Extrait proposé.
_ _ _

Reprenant quelques classiques de la diatribe militante, il y a toujours
un bon samaritain pour expliquer que fracasser la vitrine d’une
compagnie aérienne d’expulseurs dans une manif de sans-papiers les
mettrait «en danger», eux qui pourtant bravent quotidiennement la
flicaille ; que le combat contre les fascistes (comme des membres des
Loups Gris turcs), les nationalistes (comme certains réfugiés qui
arrivaient lors du déchirement de l’ex-Yougoslavie) ou les curetons (de
celui qui «accueille» les sans-papiers dans «son» église avant de les
en expulser, aux associations chrétiennes chargées des basses œuvres de
l’Etat comme la Cimade, Caritas International ou la Croix Rouge)

_ _ _

Données extraites.
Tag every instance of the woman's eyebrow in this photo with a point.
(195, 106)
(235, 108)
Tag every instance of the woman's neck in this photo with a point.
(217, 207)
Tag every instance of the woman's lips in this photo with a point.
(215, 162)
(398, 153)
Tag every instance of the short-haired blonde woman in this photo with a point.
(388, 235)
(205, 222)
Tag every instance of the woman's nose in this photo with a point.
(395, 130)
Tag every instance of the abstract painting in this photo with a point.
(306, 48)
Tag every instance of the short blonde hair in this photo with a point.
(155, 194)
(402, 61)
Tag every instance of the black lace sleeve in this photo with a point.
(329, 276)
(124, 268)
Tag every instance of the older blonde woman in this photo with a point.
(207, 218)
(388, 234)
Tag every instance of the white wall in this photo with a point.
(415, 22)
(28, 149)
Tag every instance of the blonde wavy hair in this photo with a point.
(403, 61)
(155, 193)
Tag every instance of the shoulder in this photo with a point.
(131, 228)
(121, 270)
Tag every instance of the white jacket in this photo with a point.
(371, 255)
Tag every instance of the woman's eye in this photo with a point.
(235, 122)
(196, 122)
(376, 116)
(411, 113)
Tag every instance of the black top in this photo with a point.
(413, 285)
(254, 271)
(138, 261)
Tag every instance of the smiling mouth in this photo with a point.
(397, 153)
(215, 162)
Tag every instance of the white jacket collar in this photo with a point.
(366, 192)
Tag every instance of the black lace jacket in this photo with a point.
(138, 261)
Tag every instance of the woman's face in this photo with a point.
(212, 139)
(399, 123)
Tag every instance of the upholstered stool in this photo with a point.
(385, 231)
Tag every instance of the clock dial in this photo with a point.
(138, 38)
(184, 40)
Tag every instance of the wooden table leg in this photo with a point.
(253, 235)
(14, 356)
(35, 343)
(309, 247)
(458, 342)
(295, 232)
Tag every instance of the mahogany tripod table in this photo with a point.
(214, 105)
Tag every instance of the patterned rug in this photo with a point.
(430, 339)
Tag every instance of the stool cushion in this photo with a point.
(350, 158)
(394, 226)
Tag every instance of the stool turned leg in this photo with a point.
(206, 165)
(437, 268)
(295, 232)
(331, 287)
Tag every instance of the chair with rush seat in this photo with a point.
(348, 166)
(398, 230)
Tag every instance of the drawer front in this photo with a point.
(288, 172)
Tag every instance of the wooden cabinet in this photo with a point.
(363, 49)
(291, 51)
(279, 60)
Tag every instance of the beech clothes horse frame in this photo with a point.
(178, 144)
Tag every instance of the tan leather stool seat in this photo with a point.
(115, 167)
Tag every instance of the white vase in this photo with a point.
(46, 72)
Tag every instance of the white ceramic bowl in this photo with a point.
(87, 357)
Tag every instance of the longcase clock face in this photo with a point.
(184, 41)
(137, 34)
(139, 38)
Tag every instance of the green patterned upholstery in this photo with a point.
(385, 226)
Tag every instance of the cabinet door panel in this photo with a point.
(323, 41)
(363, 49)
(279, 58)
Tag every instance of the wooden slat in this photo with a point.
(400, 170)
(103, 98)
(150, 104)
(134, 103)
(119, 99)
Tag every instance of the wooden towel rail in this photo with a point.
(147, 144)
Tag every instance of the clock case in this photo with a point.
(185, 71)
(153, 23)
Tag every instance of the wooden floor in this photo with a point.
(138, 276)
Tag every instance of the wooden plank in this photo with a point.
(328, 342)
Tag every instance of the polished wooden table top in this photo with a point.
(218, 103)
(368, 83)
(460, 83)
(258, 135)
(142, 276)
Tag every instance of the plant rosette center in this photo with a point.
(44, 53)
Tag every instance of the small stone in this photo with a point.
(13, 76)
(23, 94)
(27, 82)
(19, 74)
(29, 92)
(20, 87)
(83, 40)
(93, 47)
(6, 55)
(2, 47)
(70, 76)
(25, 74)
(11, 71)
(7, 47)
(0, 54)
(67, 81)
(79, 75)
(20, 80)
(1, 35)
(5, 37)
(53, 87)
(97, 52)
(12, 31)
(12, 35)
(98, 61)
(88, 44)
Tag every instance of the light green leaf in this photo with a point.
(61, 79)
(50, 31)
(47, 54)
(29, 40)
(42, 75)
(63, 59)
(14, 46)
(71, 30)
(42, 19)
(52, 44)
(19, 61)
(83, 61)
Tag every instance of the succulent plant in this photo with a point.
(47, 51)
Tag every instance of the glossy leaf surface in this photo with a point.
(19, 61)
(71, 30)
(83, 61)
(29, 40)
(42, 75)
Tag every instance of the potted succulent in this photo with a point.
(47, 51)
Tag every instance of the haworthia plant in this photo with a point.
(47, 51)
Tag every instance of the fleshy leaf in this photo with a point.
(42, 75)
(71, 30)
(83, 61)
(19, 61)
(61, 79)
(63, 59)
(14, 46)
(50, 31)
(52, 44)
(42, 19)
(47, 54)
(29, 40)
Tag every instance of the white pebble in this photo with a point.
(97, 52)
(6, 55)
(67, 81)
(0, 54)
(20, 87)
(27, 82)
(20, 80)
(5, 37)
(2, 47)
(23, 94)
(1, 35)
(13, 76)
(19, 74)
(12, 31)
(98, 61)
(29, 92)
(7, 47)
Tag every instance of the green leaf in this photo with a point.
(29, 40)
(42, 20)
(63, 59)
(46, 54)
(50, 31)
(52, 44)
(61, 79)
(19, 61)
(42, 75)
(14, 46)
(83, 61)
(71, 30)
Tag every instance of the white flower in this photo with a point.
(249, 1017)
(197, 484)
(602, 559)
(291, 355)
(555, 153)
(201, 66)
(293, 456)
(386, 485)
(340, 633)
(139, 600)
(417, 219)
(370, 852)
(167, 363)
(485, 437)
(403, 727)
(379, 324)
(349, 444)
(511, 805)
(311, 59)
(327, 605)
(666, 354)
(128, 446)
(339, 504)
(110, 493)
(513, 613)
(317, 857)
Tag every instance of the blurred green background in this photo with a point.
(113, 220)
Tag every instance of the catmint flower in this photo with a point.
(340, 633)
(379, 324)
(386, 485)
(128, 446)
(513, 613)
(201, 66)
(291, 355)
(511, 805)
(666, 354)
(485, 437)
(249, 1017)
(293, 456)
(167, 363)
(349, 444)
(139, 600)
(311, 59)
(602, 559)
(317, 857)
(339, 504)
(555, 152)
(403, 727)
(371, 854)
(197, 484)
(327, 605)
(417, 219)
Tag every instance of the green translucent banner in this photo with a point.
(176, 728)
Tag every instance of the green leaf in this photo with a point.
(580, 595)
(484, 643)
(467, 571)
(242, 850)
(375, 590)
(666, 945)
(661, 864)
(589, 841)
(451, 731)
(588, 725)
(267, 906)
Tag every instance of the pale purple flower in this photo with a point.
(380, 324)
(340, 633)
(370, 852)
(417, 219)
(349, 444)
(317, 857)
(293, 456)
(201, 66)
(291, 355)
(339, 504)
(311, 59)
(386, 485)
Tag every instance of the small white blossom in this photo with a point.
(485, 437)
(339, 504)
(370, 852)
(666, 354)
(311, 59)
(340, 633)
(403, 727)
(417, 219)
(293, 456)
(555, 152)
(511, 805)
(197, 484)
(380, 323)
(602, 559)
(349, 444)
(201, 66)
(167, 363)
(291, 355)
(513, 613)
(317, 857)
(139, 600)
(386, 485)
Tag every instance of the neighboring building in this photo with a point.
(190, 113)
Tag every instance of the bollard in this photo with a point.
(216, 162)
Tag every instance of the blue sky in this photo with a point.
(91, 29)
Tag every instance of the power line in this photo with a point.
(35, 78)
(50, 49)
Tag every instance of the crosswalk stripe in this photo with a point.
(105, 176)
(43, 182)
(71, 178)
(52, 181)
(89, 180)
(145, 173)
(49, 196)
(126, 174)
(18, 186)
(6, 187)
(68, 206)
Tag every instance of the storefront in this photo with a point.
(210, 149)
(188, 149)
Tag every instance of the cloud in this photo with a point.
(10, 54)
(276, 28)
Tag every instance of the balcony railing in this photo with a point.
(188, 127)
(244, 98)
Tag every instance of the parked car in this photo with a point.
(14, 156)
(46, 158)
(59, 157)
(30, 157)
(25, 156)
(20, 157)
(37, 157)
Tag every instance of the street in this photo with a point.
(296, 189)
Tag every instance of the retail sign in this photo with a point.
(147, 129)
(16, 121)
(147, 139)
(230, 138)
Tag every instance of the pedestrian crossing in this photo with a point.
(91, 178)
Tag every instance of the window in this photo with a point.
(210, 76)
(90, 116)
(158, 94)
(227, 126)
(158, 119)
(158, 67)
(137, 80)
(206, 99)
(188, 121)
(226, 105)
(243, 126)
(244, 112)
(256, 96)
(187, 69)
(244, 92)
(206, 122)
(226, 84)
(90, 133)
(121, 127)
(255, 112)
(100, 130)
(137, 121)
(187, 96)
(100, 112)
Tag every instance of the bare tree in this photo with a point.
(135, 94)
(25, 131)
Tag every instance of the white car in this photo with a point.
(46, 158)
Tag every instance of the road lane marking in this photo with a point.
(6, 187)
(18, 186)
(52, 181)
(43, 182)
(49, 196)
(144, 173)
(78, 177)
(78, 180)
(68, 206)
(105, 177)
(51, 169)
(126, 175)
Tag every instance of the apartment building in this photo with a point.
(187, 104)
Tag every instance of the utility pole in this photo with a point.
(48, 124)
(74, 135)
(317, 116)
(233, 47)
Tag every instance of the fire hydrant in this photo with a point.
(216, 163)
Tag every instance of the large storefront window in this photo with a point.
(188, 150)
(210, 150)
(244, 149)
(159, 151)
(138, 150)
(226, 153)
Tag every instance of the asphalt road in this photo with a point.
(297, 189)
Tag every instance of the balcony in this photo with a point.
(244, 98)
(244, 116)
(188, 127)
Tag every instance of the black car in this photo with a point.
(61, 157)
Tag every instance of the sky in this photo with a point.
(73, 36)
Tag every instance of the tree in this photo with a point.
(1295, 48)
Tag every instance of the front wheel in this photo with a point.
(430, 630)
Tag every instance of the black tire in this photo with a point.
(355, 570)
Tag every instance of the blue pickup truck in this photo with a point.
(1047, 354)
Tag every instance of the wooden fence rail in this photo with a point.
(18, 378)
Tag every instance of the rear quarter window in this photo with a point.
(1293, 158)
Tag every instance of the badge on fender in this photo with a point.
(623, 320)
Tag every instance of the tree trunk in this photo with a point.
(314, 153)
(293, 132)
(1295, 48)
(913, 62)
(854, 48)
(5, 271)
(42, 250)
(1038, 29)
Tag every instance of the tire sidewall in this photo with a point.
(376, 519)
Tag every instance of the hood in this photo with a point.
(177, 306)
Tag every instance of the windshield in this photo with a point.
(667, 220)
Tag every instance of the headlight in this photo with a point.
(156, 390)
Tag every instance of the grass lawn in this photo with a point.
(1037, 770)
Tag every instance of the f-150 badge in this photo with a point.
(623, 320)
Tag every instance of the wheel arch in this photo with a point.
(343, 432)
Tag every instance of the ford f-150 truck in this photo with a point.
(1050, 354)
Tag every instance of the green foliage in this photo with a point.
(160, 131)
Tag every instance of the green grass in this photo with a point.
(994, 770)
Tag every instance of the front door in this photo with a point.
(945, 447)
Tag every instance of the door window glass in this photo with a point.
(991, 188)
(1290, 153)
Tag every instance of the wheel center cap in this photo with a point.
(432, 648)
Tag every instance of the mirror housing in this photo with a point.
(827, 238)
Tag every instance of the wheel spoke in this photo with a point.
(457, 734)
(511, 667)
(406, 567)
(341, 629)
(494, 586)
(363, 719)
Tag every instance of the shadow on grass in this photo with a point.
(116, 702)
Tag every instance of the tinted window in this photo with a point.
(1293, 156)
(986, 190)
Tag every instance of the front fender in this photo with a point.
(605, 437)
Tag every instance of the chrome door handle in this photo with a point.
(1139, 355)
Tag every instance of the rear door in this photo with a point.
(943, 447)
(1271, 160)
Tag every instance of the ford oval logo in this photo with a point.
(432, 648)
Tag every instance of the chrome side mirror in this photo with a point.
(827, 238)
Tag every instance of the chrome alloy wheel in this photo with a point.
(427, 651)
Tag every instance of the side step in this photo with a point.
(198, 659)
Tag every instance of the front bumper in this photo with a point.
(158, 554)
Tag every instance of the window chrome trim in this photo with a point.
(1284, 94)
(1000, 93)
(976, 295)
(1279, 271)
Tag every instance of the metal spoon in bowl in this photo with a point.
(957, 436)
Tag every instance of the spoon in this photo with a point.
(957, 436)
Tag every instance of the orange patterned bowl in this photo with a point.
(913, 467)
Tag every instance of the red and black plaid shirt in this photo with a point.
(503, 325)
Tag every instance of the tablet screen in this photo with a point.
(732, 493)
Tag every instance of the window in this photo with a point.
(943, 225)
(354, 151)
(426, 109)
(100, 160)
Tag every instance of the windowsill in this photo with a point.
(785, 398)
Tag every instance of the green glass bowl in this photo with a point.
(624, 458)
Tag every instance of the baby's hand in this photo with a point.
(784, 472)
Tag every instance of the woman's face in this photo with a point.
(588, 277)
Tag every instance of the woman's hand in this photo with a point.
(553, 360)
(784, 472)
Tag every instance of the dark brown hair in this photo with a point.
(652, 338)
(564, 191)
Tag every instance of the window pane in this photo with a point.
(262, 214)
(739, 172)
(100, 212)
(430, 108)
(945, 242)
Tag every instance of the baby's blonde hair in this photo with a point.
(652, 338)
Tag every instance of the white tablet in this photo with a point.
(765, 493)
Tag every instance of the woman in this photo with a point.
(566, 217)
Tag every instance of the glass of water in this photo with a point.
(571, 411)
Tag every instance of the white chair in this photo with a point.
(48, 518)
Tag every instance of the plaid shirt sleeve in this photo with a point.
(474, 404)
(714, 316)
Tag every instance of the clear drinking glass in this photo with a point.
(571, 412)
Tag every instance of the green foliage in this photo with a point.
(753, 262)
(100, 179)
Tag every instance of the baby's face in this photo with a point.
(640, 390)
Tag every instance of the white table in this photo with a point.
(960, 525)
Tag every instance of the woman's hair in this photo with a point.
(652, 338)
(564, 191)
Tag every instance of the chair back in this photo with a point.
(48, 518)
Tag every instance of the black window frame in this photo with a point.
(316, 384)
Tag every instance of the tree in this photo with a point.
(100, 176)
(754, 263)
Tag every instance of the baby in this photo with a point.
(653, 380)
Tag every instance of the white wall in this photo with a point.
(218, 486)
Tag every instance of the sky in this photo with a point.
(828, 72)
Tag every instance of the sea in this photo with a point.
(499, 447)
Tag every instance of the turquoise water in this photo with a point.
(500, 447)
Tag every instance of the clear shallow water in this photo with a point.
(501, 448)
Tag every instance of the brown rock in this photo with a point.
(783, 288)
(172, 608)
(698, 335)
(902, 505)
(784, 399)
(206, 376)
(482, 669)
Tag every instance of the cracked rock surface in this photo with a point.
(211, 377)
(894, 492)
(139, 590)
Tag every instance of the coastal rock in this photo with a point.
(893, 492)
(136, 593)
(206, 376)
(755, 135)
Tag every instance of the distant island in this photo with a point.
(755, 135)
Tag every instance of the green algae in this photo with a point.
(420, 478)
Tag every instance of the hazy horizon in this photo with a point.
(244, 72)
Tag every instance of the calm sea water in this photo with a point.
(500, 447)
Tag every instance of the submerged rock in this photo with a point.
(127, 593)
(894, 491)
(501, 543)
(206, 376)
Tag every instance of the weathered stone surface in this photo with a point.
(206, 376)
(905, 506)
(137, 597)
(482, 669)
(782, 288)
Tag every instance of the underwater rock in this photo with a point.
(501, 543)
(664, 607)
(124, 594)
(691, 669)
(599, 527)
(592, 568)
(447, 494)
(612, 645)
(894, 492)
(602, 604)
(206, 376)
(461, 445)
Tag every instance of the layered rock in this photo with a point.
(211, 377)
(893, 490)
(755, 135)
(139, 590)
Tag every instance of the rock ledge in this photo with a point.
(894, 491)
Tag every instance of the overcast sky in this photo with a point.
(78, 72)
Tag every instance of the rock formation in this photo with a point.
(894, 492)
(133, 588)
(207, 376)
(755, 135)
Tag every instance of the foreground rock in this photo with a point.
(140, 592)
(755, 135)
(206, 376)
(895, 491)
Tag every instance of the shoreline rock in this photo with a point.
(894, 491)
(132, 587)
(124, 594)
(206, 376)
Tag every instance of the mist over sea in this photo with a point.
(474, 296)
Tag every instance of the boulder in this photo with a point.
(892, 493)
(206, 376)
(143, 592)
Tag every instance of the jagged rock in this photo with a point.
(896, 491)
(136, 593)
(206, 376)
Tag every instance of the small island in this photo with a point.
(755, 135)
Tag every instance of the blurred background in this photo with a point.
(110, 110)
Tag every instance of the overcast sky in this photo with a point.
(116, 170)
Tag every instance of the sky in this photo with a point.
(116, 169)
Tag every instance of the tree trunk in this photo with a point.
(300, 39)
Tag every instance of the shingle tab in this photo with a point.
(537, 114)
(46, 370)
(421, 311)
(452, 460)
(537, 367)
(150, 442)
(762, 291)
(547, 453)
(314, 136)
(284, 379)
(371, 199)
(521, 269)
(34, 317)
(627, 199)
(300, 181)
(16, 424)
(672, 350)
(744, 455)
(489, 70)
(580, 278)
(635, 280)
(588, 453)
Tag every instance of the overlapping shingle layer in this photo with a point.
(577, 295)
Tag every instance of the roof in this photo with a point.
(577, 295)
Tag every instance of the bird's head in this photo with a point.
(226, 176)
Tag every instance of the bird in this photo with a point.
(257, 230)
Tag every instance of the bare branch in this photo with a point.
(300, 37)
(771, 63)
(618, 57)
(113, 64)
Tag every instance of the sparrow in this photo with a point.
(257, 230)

_ _ _

Travail demandé.
**1)** Relevez dans l'extrait toutes les associations chrétiennes présentées comme chargées des basses œuvres de l'État.
**2)** Quel groupe l'extrait cite-t-il en exemple de fascistes ?
**3)** Recopiez le passage de l'extrait qui s'ouvre sur les mots « Reprenant quelques classiques » et s'achève sur « la Croix Rouge) », en substituant « police » à « flicaille ».
La liste n'est d'aucune utilité pour ce travail.

Réponses dans l'ordre.
**1)** la Cimade, Caritas International, la Croix Rouge

**2)** Les Loups Gris turcs.

**3)**
Reprenant quelques classiques de la diatribe militante, il y a toujours
un bon samaritain pour expliquer que fracasser la vitrine d’une
compagnie aérienne d’expulseurs dans une manif de sans-papiers les
mettrait «en danger», eux qui pourtant bravent quotidiennement la
police ; que le combat contre les fascistes (comme des membres des
Loups Gris turcs), les nationalistes (comme certains réfugiés qui
arrivaient lors du déchirement de l’ex-Yougoslavie) ou les curetons (de
celui qui «accueille» les sans-papiers dans «son» église avant de les
en expulser, aux associations chrétiennes chargées des basses œuvres de
l’Etat comme la Cimade, Caritas International ou la Croix Rouge)